┌─ TEXT BLOCK

U.S. Rep. Mike Turner (R-OH), who serves more than 30,000 federal employees in his home-state congressional district, won’t stand for a government reduction of their benefits or for those of any other current civil servant or retiree.

“We should not arbitrarily make changes to policies that families have planned their lives around, particularly when it affects current retirees with limited ability to make up for unanticipated reductions in estimated income,” wrote Rep. Turner in a May 9 letter to Jeff Pon, director of the Office of Personnel Management (OPM).

The congressman was writing “in strong opposition” to Pon’s recommended legislative proposals seeking benefit decreases for federal workers that Pon made in a May 4 letter sent to U.S. House Speaker Paul Ryan. House appropriators are considering the president’s fiscal year 2019 budget proposal.

OPM administers the Civil Service Retirement System (CSRS) and the Federal Employees Retirement System (FERS), which Pon wrote together serve roughly 2.6 million federal retirees and survivors who receive monthly annuity payments.

The OPM legislative proposals, Pon wrote, would amend the United States Code to bring federal benefits “more in line with the private sector.” For instance, he suggested eliminating the FERS annuity supplement for new retirees and the supplementary annuity for survivor annuitants; increasing employee deduction rates for FERS by 1 percent a year “until the employee is contributing half of the current regular FERS employee normal cost percentage;” and reducing the cost-of-living adjustments under CSRS, while eliminating them for current and future retirees under FERS.

“These proposals would affect all current retirees and employees, rather than making changes on a prospective basis,” Rep. Turner pointed out in his letter to Pon. “This breaks a promise to current federal employees and retirees.”

└─

§ QUESTIONS ON THE MATERIAL:
a – In the article about Rep. Mike Turner's letter, on what date did Jeff Pon send his letter to House Speaker Paul Ryan?
b – Rewrite the stretch of the article about Rep. Mike Turner's letter from "OPM administers the" through "monthly annuity payments.", substituting "about" for "roughly".
c – Carry on the article about Rep. Mike Turner's opposition to the OPM benefit proposals, starting right after its final sentence.
The lines that follow have nothing to do with the article about Rep. Mike Turner's letter.

┌─ DATA EXCERPT

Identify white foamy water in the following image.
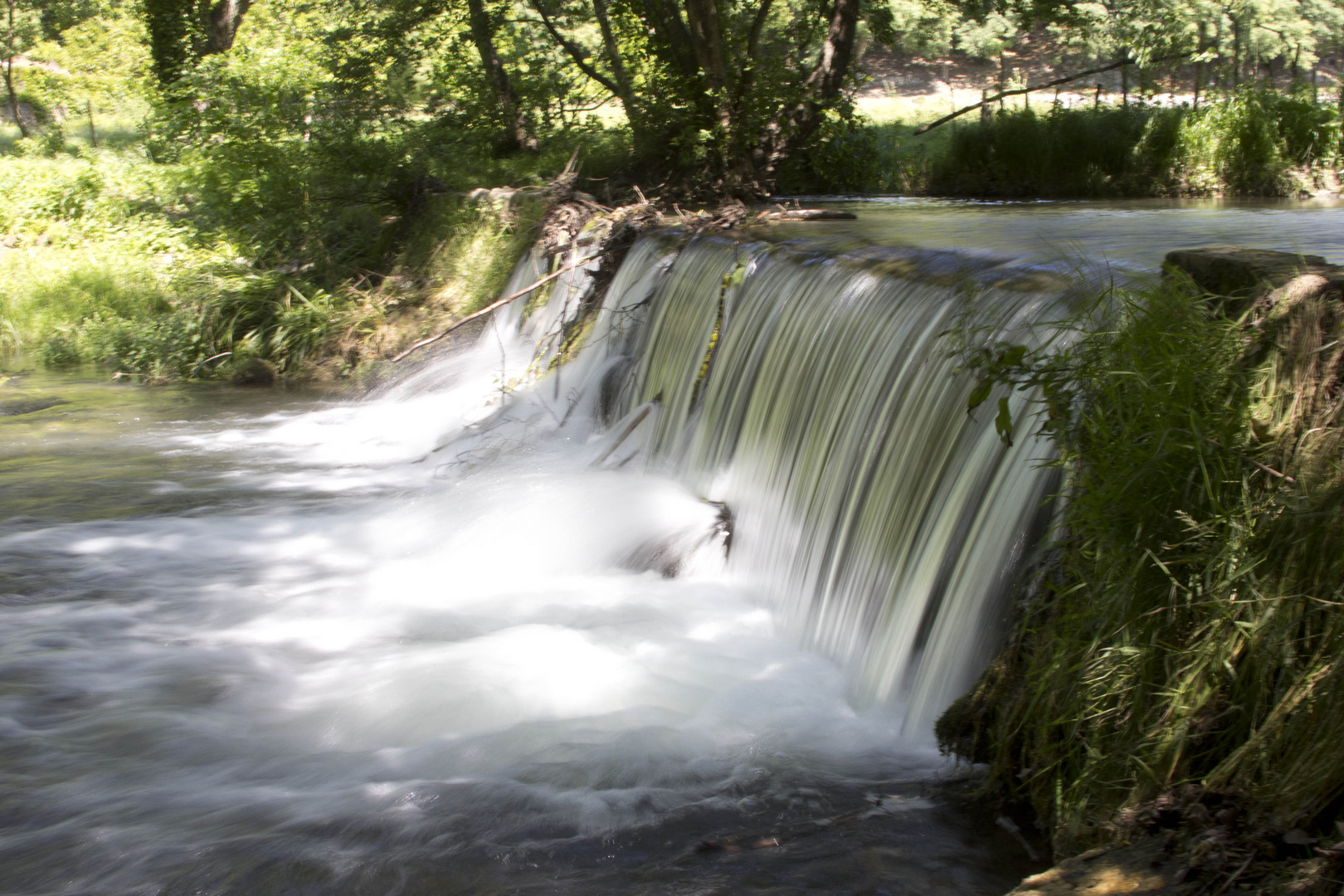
[0,318,1015,894]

└─

§ ANSWERS FOR THE EXERCISE:
a – May 4

b –
OPM administers the Civil Service Retirement System (CSRS) and the Federal Employees Retirement System (FERS), which Pon wrote together serve about 2.6 million federal retirees and survivors who receive monthly annuity payments.

c –
The congressman also noted that of the more than 30,000 federal employees in his district, over 27,000 of them work at Wright-Patterson Air Force Base “every day to protect our nation from numerous threats across the world.” Another 2,200-plus federal employees work at the Dayton Veterans Affairs Medical Center on a daily basis, he added.

“Despite their hard work and dedication, few groups have been asked to sacrifice more than federal employees,” wrote Rep. Turner, who said they’ve been facing economic challenges since 2008 when they collectively lost $182 billion in the form of pay and benefit cuts.

Additionally, he wrote, federal workers also have suffered a three-year pay freeze, two years of 1 percent pay increases, mandated increases for employee contributions to their retirement accounts, “and approximately 750,000 workers lost up to eight days of pay because of the devastating impacts of sequestration in 2013.”

The congressman told Pon that maintaining a world-class workforce in America requires that the federal government also maintain a competitive benefits package that befits such a workforce.

“With the United States’ growing economy and a tightening labor market, we cannot afford to make the federal government a less attractive place to work by diminishing the very benefits that help the government keep pace with jobs in the (often higher-paying) private sector,” Rep. Turner wrote.

Federal workers and retirees who have dedicated their careers to public service “deserve much better from us,” wrote Turner.